WHAT IS BEING ASKED
Locate, in the data below, the line that contains "Target: dark weathered wood" and the line that contains "Target: wooden wall"; reproduce exactly those two lines and every line between them, nothing more.

***** RECORDS PROVIDED *****

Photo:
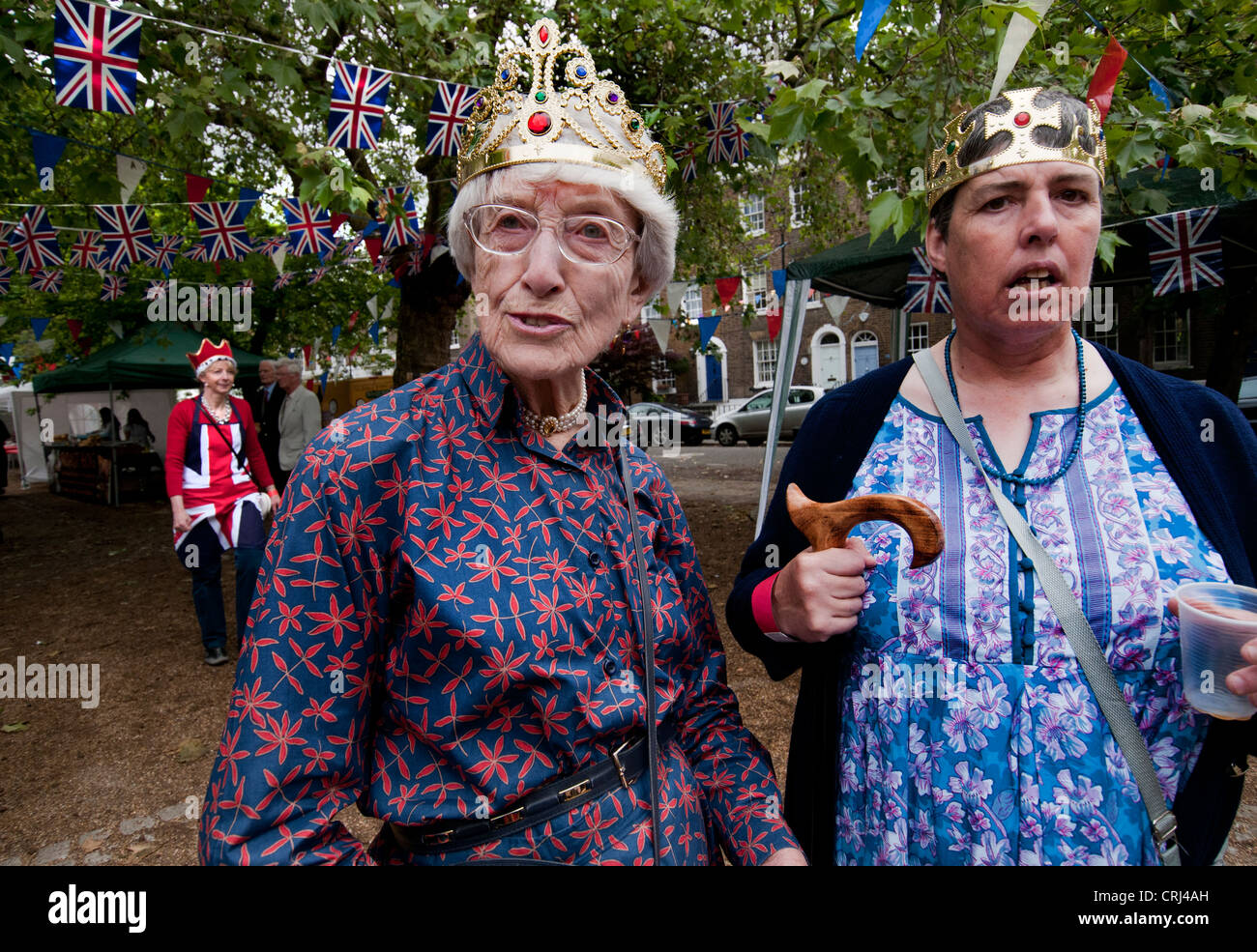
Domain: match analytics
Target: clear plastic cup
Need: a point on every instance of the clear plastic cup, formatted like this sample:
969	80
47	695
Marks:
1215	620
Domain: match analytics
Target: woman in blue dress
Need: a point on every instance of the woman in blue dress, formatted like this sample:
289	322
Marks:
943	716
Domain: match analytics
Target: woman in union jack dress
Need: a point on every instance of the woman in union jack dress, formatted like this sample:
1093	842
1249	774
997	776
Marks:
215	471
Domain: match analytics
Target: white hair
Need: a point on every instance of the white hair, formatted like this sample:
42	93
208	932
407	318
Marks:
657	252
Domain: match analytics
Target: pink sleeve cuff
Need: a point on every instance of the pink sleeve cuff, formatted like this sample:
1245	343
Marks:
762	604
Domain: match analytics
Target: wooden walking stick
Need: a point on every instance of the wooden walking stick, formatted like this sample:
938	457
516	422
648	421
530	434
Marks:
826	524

*****
***** RECORDS PROVIDED *****

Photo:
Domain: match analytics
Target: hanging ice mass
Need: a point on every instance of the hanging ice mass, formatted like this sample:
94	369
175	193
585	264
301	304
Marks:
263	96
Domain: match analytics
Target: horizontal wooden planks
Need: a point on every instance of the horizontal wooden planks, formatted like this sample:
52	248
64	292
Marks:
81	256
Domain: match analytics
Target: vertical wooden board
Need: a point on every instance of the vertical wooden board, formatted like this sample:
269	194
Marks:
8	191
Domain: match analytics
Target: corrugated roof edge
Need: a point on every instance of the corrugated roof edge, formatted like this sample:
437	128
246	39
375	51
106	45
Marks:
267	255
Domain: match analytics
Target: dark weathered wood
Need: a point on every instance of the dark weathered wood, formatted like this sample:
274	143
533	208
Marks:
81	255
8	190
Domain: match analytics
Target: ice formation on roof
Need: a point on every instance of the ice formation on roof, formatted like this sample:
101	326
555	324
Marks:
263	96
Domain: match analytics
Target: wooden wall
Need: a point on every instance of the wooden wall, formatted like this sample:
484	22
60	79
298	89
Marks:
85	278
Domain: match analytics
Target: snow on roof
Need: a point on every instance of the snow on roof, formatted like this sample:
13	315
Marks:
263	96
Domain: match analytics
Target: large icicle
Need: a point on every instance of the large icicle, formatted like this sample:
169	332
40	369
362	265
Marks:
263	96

*****
***** RECORDS PROVIDED *****

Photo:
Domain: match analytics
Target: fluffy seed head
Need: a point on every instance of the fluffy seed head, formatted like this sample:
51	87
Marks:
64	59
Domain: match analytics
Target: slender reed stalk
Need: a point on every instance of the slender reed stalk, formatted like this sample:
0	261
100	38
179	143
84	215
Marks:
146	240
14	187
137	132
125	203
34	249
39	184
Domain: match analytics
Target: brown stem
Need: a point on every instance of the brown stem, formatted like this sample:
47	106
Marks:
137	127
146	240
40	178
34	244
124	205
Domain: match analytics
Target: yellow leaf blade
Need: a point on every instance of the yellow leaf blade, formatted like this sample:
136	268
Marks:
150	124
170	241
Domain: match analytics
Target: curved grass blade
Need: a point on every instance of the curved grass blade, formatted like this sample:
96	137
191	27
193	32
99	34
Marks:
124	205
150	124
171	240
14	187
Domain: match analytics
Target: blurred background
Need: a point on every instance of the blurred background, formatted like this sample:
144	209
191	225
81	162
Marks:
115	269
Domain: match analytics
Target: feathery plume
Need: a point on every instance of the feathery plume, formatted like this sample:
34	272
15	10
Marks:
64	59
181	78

*****

RESULT OF THE TASK
Target: dark weathered wood
Need: a point on every instance of the dark weathered wood, formatted like this sample:
274	143
533	208
Marks:
81	255
8	190
Domain: match analytics
Target: ice formation on roof
Need: a point on every instance of the ice formation on roof, formatted like this sample:
101	326
555	324
Marks:
263	96
Domain: match analytics
Target: wooden wall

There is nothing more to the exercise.